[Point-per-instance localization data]
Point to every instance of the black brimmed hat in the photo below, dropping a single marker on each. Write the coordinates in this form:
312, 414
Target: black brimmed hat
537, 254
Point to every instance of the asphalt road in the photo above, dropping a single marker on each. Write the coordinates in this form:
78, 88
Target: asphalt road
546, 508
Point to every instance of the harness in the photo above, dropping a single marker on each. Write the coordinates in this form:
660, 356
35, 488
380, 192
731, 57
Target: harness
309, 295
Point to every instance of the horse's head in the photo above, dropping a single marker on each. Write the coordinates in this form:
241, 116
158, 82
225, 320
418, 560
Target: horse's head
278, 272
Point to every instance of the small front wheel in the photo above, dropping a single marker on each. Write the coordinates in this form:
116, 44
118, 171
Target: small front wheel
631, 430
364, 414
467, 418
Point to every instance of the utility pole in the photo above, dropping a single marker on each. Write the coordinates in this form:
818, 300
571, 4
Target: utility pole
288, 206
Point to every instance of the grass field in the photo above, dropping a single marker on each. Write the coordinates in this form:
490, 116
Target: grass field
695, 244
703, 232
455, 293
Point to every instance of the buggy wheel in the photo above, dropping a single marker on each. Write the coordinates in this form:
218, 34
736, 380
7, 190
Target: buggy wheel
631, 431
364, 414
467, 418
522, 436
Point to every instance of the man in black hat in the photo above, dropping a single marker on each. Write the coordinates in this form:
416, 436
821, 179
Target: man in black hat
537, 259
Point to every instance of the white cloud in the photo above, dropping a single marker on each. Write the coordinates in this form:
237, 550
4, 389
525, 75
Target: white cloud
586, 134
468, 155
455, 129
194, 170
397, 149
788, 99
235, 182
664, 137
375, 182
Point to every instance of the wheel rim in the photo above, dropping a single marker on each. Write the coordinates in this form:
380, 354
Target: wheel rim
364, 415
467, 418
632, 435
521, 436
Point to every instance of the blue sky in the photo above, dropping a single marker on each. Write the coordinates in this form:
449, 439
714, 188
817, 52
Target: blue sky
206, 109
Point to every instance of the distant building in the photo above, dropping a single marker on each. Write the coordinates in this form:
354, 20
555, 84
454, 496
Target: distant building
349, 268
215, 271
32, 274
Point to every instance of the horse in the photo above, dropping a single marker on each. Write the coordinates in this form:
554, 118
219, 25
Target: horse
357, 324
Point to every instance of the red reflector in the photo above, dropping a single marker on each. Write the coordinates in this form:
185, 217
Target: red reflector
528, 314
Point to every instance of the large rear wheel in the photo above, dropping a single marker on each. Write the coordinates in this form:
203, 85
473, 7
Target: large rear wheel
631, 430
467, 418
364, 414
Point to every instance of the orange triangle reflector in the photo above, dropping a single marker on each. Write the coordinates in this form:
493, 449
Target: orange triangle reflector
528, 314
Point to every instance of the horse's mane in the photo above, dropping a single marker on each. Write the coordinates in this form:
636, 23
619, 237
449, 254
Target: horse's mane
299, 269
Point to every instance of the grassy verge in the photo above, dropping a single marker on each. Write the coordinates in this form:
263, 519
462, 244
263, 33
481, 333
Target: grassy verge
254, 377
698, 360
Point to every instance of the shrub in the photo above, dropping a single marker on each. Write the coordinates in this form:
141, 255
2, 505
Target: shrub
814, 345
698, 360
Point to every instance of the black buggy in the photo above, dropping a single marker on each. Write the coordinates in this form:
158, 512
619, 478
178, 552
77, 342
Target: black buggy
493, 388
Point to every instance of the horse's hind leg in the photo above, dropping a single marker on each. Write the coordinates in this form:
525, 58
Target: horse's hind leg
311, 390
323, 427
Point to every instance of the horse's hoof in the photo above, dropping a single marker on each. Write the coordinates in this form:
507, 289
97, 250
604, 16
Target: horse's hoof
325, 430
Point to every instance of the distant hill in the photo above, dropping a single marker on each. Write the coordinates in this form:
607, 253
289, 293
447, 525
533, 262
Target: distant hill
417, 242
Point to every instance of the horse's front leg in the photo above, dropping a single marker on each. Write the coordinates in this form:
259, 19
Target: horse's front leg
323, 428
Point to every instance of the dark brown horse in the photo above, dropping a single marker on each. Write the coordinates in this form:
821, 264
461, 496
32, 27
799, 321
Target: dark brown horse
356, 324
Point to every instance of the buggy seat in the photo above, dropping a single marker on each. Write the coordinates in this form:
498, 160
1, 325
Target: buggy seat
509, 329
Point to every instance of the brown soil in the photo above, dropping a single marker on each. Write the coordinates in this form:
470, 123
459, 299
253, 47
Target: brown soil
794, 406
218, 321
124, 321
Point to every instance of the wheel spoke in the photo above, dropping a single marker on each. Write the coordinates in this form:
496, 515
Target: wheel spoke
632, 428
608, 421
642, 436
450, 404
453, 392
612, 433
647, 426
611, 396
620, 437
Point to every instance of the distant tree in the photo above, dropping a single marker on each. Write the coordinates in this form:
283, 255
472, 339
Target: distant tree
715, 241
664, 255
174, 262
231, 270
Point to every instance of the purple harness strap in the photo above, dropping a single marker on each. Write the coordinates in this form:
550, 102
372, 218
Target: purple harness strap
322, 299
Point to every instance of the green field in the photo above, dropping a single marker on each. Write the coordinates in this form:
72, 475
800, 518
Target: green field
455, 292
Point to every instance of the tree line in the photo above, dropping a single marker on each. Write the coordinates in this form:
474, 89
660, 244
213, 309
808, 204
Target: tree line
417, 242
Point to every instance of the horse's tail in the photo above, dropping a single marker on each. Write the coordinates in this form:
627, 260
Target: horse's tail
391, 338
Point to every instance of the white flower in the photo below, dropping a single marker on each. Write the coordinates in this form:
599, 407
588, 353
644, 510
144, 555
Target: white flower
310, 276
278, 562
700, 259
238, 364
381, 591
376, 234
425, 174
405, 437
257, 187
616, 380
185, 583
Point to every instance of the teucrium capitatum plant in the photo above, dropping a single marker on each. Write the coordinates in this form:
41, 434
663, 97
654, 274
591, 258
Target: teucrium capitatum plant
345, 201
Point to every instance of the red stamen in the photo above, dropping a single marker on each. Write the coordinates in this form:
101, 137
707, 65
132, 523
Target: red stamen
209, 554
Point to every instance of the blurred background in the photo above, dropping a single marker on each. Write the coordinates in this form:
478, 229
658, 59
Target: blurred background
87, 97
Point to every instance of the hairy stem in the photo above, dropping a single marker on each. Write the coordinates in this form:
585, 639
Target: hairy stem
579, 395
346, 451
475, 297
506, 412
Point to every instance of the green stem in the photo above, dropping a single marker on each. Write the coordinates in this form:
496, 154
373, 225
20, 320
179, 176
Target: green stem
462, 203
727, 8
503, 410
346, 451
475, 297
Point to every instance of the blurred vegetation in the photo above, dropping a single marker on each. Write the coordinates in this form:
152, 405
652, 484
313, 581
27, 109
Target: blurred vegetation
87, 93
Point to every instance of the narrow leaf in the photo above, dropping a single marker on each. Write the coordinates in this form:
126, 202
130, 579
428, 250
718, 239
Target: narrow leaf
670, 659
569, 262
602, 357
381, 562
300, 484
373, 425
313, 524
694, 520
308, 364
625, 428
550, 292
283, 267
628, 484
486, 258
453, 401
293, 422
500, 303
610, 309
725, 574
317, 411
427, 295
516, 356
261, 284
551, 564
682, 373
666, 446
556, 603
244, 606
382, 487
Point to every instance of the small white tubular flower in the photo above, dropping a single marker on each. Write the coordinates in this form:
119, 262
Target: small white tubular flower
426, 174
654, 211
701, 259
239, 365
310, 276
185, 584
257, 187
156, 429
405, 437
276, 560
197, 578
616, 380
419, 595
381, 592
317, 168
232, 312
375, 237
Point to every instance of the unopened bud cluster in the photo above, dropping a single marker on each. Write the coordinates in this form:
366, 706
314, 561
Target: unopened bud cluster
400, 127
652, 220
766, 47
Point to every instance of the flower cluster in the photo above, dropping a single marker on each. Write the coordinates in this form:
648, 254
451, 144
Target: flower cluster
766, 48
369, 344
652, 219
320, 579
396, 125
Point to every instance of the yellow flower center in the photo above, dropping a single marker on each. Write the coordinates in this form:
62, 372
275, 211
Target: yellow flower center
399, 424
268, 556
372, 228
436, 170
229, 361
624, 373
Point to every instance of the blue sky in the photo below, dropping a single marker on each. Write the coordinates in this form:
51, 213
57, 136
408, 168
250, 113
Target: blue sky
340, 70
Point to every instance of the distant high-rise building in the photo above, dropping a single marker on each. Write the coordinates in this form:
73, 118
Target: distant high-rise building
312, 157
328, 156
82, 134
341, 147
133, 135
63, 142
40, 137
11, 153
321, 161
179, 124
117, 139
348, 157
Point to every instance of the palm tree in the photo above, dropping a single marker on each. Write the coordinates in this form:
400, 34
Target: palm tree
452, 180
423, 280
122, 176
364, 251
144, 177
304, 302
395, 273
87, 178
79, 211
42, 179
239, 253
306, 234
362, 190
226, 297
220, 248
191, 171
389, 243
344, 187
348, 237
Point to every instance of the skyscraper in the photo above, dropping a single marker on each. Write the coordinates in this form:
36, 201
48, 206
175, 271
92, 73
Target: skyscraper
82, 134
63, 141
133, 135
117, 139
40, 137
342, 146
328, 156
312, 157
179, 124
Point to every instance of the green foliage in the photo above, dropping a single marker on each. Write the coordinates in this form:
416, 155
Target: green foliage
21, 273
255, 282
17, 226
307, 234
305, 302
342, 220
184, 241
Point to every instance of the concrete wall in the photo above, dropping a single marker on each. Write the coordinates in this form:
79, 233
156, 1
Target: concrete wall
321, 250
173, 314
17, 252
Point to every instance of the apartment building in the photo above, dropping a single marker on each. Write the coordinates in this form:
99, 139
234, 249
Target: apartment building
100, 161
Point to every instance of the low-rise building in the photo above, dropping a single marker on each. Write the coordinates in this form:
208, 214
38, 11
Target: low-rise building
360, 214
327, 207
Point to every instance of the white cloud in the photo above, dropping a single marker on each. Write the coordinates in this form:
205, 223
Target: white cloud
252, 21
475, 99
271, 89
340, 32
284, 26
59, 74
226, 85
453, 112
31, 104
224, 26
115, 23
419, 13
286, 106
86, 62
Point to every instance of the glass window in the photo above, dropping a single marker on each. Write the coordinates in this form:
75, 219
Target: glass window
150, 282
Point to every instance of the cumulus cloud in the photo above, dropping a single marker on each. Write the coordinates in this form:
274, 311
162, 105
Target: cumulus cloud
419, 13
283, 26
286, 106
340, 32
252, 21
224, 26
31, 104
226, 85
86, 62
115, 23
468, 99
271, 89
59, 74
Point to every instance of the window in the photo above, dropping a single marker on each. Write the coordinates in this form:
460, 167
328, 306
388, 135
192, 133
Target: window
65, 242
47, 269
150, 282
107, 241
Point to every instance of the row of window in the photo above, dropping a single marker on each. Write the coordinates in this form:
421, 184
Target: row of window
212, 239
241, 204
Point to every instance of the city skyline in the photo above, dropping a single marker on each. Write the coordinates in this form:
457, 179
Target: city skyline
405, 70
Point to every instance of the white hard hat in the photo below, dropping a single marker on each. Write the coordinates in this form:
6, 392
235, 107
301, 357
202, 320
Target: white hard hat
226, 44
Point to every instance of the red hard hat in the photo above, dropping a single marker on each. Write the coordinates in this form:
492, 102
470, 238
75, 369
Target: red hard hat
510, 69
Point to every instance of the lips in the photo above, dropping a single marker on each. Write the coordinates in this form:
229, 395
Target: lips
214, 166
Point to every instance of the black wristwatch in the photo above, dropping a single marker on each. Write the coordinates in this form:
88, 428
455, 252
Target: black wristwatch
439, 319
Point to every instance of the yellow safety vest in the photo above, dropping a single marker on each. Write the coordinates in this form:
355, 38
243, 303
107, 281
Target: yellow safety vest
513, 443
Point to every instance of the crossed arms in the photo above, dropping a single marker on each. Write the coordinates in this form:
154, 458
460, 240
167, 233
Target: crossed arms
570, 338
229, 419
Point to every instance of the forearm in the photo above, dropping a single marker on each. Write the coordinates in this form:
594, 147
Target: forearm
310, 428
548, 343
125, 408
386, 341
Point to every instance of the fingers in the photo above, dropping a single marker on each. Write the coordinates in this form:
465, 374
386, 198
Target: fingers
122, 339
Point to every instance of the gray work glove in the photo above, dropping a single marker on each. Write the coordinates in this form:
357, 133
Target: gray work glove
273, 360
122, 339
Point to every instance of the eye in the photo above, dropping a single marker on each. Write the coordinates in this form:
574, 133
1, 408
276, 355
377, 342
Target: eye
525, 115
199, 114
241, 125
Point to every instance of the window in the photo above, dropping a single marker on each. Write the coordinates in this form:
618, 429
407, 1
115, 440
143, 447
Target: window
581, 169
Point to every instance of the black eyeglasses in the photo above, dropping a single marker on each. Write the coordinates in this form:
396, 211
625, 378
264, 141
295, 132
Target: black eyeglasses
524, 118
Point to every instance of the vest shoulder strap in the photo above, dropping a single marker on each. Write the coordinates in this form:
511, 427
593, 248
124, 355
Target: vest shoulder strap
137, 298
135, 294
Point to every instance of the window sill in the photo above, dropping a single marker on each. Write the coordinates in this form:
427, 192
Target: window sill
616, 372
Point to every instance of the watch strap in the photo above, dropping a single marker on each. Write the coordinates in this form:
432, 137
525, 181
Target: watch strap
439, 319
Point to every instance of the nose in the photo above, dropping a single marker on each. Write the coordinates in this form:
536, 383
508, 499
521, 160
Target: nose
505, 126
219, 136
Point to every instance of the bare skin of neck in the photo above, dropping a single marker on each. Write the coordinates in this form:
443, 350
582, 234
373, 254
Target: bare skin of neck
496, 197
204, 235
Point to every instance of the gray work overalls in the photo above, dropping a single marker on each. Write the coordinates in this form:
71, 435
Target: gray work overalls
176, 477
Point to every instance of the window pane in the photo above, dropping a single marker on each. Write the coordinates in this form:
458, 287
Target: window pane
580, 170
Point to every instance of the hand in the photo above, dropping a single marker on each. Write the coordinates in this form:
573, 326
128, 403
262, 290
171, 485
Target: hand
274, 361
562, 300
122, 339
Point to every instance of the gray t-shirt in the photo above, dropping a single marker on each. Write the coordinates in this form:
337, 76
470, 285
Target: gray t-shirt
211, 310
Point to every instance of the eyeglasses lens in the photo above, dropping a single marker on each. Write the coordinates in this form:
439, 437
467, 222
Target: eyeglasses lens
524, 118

## PROBLEM
Read through the data and copy every line where "below" shows up.

## SOLUTION FOR THIS TASK
Point to every instance of the black brimmed hat in the photo below, dropping a single marker on each. Write the coordinates in this form:
Point to every instance of the white flower in the photo below, dropping a single marker on each. Write the coordinates in this form:
Point to every instance of the blue sky in the photo below, dropping a single marker on each. Write the coordinates in this form:
Point to every instance of the white hard hat in the photo below, dropping a single marker on each. Write the coordinates in this form:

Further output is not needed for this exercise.